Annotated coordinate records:
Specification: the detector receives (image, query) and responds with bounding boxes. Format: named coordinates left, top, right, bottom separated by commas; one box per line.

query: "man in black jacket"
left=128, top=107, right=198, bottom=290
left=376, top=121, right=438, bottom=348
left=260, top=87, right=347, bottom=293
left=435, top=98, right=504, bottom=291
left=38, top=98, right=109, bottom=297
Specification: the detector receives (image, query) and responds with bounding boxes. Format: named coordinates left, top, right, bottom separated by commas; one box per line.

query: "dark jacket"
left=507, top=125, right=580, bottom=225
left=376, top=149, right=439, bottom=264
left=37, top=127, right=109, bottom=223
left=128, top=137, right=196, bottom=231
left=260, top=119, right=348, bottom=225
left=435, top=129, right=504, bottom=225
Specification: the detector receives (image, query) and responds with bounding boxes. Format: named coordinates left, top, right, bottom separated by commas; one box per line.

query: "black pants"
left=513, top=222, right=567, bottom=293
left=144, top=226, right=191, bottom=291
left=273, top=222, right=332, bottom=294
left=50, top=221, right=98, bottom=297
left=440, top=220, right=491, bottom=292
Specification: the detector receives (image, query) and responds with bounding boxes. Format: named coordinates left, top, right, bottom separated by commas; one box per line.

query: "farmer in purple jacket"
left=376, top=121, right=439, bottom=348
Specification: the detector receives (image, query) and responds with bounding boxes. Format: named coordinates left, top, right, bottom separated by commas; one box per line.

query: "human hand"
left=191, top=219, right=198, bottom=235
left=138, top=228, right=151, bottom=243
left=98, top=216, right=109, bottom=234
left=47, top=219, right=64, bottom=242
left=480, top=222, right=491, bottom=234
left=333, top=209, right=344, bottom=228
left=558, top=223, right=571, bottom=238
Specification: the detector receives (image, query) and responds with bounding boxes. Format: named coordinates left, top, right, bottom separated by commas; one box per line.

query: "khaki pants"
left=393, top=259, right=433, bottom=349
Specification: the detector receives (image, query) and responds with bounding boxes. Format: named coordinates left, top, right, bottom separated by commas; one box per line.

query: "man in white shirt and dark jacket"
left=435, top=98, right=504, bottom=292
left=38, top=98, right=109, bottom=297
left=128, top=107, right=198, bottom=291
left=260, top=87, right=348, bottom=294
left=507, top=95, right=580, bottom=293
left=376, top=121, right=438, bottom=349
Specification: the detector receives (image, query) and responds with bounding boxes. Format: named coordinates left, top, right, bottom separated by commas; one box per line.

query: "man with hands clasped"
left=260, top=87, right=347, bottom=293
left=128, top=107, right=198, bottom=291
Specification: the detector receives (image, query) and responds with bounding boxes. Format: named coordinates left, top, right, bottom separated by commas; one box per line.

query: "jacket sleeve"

**SET EXERCISE:**
List every line of the material above that contains the word "black".

**SOLUTION TO THIS TASK:**
query: "man in black jacket"
query: "black pants"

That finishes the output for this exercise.